[Отрывок для чтения]

☆ ☆ ☆ ☆ ☆ ☆ ☆

Попробуй свою жизнь подчинить цели — и ты уже не будешь соответствовать своему человеческому назначению, божественному замыслу. И даже если ты придешь к цели, будет ли это приобретением — и для общества, и для тебя самого? Нужны идеи, а не цели. Мир в кризисе. Это трагедия не только России или Белоруссии. На Западе понимают, что в старом доме жить нельзя, постоянно что-то рушится. У нас — явный развал: дом сгорел, мы сидим на пепелище.

— Твои книги — это попытка с помощью литературы — как инструмента анализа — разобраться в духовном опыте советского человека. Ты уже много прожила на Западе и можешь точнее судить — чем отличается интерес к твоим книгам здесь и там?

— На Западе прежде всего хотят знать, что же это был за гигантский опыт в России, что за народ населяет это огромное пространство. Они понимают, читая мои книги, что имеют дело с подлинниками — в них все схвачено прямо с губ, прямо с чувств, а это всегда интересно. Сердце человеческое. Тем более — при нашей откровенности, человеческой отдаче, обнаженности. Книги воспринимаются не по отдельности, а в целом, как хроника жизни маленького человека, как размышления о тайне коммунизма. Как бы то ни было, а идея коммунизма всегда будет интересна. Она всегда будет манить, гипнотизировать. И облекаться в разные формы — скажем, в такую, как в Скандинавии...

☆ ☆ ☆ ☆ ☆ ☆ ☆

[Исходные материалы]
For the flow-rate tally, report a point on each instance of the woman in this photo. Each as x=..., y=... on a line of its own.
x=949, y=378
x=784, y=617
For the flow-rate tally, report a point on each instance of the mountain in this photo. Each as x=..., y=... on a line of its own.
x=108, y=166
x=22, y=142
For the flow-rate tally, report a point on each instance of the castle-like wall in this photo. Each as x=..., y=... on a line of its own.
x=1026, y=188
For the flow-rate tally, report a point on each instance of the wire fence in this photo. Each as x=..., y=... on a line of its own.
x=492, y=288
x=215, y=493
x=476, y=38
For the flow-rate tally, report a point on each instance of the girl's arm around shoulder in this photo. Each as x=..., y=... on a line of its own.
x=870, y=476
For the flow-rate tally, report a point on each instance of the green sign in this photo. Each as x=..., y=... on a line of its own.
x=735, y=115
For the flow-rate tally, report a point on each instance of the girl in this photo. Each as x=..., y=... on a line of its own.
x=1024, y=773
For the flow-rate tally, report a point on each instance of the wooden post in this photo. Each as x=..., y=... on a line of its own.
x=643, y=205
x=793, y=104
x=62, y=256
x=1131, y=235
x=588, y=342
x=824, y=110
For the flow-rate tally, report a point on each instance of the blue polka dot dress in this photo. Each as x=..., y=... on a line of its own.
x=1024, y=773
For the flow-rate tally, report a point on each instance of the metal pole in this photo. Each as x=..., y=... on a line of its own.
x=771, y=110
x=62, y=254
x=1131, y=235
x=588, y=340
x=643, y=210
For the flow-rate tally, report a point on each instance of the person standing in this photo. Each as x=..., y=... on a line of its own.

☆ ☆ ☆ ☆ ☆ ☆ ☆

[Задание] Продолжите отрывок интервью о советском опыте и идее коммунизма, начав сразу после его последней фразы.

[Результат]
— Мы опять возвращаемся к тому, с чего начали разговор: к духовному опыту сохраненному русской культурой.

— Достоевский и Чехов — это, по-моему, наш главный капитал.

— У нас попрекают литературу тем, что она взяла на себя функции философии.

— Это проще. Как проще примерить «одежку» с чужого плеча. Попробовали — оказалось, не подходит. Наконец-то люди перестали играть чужие роли. Захотели читать серьезные книги, говорить о серьезных вещах. Я в газете какой-то увидела: уже не читают Быкова, Искандера, Трифонова... Но ты зайди в библиотеку где-нибудь в Саратове или в Усть-Куте и увидишь, что их читают. Это журналисты не читают, телевизионщики не читают.

— Та повседневность, в которой человек живет сейчас в России: война, теракты, шахиды-смертники, безработица, 30 миллионов за чертой бедности, нищие, бомжи, беспризорные дети...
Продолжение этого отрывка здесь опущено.